## [TEXTE FOURNI]
_ _ _ _ _ _ _
Les violences commises dans certaines régions ayant connu des conflits ethniques dans le passé semblent avoir été le fait d’émeutiers qui s’en seraient pris à des Kikuyus, ethnie dont est issu le président Kibaki, manifestement pour se venger de la fraude électorale qu’ils soupçonnent être à l’origine de la réélection de Kibaki.

On compte plus de 75 000 personnes déplacées à l’intérieur du pays en raison des violences politiques.

« Le gouvernement kenyan doit organiser rapidement une assistance humanitaire pour venir en aide aux personnes déplacées et assurer la sécurité des travailleurs humanitaires », a déclaré Erwin van der Borght.

Des barrages routiers improvisés ont été mis en place par des bandes armées de jeunes gens, équipés de machettes, de bâtons ou de pierres. Certaines des personnes déplacées ont été évacuées par le gouvernement kenyan sous escorte militaire ou par avion vers des lieux sûrs, d’Eldoret notamment vers Nairobi et d’autres régions du Kenya. Des milliers de personnes auraient fui en direction des pays voisins, l’Ouganda notamment.
_ _ _ _ _ _ _
## [DONNÉES FOURNIES]
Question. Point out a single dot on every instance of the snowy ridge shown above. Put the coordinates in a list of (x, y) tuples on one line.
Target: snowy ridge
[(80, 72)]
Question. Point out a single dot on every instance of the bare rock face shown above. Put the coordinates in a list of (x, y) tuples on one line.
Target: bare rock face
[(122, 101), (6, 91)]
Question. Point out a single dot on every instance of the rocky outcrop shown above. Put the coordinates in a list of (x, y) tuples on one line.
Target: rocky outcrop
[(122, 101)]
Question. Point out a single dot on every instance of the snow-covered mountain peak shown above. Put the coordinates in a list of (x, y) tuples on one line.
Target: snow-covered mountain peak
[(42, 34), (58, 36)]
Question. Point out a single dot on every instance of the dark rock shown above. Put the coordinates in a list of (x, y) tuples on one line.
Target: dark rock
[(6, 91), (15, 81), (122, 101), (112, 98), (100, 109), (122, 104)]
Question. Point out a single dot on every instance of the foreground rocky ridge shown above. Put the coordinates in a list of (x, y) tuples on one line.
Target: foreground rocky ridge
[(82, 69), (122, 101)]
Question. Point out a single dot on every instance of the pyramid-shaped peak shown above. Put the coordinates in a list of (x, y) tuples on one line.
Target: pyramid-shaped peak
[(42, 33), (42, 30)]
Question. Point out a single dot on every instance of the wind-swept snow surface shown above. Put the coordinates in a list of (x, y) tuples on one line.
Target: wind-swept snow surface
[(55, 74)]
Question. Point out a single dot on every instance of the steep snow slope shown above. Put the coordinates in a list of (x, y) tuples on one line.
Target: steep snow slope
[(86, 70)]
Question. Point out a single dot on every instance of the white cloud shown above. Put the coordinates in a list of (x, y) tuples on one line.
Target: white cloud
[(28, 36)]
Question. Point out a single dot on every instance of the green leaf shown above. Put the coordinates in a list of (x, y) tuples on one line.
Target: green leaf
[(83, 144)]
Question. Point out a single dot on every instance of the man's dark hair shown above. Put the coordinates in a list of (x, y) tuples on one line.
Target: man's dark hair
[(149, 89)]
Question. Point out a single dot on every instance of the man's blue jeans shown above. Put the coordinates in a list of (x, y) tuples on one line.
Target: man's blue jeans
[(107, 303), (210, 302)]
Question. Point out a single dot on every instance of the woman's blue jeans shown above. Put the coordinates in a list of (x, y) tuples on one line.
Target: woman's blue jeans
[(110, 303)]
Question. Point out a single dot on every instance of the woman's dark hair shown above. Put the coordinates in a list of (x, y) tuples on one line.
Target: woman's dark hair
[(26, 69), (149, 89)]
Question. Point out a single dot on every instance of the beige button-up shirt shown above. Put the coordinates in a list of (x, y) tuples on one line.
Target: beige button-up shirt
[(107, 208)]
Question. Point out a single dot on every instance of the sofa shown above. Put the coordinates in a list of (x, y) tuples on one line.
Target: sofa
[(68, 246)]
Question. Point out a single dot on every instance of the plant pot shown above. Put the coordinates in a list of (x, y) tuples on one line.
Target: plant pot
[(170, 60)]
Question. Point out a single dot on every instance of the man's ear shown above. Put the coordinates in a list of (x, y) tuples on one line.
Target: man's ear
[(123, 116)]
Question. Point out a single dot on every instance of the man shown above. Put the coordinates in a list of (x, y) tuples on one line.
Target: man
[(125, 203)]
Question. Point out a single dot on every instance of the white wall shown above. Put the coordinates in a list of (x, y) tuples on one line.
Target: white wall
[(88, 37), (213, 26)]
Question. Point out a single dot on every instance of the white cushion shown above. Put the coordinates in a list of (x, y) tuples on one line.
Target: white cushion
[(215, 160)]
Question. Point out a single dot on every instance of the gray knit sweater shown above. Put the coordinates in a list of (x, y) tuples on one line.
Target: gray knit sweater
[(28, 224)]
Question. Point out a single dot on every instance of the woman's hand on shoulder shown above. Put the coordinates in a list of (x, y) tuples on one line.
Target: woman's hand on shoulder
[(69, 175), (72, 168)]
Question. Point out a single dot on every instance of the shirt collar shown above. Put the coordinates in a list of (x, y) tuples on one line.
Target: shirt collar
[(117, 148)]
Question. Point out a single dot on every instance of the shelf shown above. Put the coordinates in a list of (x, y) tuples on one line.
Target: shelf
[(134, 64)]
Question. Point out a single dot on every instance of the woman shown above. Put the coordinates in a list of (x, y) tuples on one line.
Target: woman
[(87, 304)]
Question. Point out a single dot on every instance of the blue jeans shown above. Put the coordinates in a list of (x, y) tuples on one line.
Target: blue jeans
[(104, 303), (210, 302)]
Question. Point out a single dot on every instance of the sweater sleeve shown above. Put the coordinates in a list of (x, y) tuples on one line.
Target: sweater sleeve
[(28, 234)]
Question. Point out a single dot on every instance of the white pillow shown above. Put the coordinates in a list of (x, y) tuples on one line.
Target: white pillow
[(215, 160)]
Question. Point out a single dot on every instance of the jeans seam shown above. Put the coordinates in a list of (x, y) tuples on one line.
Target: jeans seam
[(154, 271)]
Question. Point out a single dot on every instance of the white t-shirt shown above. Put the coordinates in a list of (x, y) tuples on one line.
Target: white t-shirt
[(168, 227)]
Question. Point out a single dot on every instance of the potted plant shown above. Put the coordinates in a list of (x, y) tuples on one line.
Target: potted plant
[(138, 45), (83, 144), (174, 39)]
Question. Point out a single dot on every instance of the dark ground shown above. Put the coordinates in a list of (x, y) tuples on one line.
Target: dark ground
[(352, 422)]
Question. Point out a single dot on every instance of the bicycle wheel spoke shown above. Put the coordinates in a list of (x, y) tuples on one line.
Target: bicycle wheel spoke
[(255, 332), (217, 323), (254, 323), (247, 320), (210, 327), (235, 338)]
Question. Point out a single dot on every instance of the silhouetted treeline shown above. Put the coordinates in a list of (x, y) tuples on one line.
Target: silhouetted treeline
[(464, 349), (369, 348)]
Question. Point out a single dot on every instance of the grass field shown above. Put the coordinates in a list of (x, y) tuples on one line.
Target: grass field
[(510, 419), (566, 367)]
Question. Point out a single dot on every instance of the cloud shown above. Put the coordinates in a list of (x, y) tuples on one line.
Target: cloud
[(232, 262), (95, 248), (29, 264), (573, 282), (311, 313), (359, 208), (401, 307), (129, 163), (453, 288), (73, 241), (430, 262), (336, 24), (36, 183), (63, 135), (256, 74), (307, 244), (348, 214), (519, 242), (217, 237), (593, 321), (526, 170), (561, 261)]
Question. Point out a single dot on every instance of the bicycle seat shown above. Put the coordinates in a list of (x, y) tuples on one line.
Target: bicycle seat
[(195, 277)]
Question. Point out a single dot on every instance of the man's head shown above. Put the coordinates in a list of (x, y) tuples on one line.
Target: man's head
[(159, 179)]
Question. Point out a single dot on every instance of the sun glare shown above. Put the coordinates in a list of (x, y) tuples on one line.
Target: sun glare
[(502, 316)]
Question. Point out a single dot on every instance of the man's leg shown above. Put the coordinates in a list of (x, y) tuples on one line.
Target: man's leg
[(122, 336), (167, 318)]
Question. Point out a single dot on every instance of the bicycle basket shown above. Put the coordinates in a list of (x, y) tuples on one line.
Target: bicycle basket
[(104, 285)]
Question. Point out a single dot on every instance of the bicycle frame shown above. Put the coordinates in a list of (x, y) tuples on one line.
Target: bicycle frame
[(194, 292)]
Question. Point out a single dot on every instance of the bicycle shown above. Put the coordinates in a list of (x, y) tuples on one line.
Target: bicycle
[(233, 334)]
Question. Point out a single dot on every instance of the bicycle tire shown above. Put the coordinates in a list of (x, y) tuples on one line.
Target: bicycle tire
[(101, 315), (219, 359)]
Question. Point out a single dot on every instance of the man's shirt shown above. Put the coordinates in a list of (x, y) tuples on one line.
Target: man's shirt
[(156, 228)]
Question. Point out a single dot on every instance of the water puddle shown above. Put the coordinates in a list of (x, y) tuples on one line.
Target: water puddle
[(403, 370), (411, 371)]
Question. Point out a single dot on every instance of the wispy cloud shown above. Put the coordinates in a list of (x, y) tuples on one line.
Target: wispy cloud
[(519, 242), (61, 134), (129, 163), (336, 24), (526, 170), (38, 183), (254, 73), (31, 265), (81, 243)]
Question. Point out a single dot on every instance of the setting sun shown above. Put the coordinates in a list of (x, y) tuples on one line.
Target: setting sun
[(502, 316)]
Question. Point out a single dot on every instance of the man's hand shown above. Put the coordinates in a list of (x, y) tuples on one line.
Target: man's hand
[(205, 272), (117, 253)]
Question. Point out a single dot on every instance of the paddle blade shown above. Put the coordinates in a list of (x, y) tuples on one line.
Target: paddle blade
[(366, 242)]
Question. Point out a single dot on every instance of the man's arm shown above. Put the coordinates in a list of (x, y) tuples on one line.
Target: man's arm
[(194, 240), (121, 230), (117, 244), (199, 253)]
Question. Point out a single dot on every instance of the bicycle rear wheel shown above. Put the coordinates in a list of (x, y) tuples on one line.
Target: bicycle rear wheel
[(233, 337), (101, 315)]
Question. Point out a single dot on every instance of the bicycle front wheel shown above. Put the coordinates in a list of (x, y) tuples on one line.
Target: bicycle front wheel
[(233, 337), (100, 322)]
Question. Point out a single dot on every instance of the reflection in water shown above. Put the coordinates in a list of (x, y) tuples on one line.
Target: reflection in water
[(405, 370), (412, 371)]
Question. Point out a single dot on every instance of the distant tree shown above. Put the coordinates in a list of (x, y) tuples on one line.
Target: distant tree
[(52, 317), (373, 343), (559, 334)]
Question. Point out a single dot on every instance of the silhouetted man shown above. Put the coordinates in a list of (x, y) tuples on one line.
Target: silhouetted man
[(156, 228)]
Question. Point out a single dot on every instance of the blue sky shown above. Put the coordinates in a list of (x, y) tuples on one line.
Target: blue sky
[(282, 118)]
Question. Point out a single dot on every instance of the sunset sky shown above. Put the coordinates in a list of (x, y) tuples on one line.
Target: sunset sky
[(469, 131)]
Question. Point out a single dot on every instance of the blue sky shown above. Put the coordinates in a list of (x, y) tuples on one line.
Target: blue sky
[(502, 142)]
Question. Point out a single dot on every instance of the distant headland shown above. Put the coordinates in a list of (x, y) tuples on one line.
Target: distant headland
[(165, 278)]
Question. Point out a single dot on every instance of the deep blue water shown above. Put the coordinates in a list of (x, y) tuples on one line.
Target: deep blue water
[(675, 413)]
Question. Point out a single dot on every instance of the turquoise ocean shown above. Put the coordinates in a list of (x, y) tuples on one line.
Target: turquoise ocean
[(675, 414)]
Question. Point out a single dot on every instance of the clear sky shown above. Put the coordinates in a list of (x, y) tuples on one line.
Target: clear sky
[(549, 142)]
_ _ _ _ _ _ _
## [CONSIGNE À SUIVRE]
Dans le texte sur les violences au Kenya, relevez tout ce dont sont équipées les bandes armées de jeunes gens. Les lignes forment un matériel à part, indépendant du texte.

## [RÉPONSE COMPLÈTE]
Des machettes, des bâtons et des pierres.